━━━━━ RECORDS SUPPLIED

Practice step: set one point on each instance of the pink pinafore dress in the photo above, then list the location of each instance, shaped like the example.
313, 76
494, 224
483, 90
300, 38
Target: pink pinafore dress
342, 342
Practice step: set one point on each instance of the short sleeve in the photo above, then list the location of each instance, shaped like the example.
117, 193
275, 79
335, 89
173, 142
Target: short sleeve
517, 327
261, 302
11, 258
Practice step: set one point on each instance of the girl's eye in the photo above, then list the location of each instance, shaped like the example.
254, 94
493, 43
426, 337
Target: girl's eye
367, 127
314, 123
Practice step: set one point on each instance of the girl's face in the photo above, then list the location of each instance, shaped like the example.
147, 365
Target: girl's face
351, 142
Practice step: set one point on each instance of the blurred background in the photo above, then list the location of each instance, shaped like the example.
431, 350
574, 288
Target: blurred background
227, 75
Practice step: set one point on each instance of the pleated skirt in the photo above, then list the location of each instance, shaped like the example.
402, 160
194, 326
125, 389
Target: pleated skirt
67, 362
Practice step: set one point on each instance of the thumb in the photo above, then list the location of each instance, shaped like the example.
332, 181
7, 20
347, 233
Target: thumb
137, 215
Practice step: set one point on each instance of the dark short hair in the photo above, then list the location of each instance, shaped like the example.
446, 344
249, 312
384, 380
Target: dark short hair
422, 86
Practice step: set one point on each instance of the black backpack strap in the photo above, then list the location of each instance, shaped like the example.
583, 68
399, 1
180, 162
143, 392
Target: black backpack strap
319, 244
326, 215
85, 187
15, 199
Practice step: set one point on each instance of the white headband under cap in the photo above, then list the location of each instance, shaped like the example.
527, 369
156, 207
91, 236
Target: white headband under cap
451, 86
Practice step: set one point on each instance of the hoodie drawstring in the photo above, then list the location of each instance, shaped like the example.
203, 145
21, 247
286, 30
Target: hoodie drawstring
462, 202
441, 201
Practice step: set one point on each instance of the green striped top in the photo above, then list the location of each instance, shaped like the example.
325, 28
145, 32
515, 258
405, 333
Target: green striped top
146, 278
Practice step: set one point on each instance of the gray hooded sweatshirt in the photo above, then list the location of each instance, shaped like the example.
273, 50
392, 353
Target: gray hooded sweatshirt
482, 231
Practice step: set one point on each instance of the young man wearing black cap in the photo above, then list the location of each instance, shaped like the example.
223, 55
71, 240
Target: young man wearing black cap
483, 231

━━━━━━━━━━
━━━━━ RECORDS SUPPLIED

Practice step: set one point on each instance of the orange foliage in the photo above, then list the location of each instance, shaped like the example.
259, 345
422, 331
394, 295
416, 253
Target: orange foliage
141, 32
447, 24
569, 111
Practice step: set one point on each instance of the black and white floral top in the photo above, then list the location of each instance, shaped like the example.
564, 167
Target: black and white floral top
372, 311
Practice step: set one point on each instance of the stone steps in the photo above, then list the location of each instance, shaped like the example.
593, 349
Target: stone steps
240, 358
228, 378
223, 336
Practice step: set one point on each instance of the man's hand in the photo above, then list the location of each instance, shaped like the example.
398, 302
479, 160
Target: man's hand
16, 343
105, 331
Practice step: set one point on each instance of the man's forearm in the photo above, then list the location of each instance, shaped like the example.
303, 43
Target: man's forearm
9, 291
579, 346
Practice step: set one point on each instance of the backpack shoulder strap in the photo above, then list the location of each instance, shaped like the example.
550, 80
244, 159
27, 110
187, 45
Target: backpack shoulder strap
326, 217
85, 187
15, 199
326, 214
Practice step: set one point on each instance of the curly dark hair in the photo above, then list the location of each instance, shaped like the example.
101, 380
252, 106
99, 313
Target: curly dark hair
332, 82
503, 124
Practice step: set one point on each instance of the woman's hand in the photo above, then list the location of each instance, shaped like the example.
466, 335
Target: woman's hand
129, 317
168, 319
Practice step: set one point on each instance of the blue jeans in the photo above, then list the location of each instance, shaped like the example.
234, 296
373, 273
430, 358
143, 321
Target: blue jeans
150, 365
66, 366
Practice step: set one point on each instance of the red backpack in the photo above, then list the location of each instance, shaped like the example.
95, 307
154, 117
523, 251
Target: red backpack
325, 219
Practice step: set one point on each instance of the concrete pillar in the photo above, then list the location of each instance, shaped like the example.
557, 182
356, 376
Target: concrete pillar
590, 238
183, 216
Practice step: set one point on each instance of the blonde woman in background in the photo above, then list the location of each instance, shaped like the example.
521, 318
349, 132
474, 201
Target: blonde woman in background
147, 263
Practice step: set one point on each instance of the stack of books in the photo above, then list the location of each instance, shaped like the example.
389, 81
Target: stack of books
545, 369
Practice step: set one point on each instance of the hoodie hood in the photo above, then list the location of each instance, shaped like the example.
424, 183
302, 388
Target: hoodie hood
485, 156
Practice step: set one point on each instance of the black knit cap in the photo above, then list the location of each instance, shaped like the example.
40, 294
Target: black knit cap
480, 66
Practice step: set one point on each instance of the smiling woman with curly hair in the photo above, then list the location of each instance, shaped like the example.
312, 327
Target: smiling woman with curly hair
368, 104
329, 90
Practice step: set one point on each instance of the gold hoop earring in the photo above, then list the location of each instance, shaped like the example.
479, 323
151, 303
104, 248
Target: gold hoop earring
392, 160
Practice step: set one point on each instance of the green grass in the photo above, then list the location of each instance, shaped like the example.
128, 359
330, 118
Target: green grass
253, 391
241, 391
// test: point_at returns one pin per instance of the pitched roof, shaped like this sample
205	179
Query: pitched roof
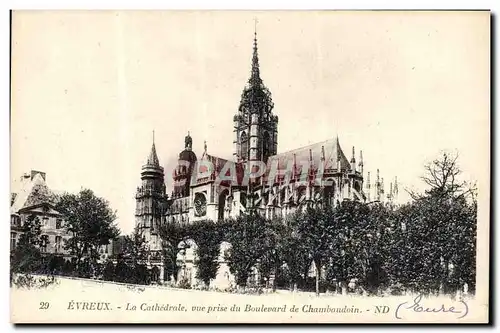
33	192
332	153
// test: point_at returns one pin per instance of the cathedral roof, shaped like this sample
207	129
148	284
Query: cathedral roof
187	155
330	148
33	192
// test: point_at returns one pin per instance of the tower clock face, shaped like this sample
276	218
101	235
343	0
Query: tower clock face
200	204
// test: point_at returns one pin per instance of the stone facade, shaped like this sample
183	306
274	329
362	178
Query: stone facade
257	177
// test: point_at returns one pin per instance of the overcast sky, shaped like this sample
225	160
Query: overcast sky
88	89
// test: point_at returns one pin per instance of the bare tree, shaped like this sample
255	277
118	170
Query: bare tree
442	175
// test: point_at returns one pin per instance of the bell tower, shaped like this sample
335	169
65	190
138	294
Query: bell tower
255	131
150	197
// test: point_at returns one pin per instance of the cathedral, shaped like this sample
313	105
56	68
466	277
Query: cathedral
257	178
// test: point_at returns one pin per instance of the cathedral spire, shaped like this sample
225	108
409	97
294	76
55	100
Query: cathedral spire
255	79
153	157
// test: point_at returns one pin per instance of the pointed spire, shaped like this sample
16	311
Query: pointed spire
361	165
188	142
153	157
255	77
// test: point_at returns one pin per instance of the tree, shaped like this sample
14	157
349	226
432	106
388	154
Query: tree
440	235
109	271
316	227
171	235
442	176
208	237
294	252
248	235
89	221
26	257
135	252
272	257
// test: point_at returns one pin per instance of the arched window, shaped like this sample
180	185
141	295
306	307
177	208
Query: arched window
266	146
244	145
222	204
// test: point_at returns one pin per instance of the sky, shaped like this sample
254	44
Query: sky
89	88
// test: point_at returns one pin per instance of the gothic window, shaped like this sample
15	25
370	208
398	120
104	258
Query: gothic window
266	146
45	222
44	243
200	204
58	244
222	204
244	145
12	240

━━━━━━━━━━

Begin at the line that has "Target: curly dark hair" in the entries above; stop after the line that has "Practice step: set one point on each instance of the concrete". Transcribe exactly those lines and no others.

Target: curly dark hair
332, 82
503, 124
Practice step: set one point on each instance of the woman's hand in the photo above, then list the location of each instance, shaped like the example.
466, 335
Target: woman's hand
129, 317
168, 319
Practice step: set one point on each instance of the blue jeans in the photo above, then list the location of each instance, shaped like the example.
234, 296
373, 273
430, 358
143, 321
Target: blue jeans
150, 365
66, 366
Practice step: set one point on each instance of the red backpack in the photo above, then list the location of each instance, shaped like the example.
95, 307
154, 117
523, 251
Target: red backpack
325, 219
Practice step: set one point on each instance of the concrete pillar in the photo above, then list the location of each instance, shaped like the example.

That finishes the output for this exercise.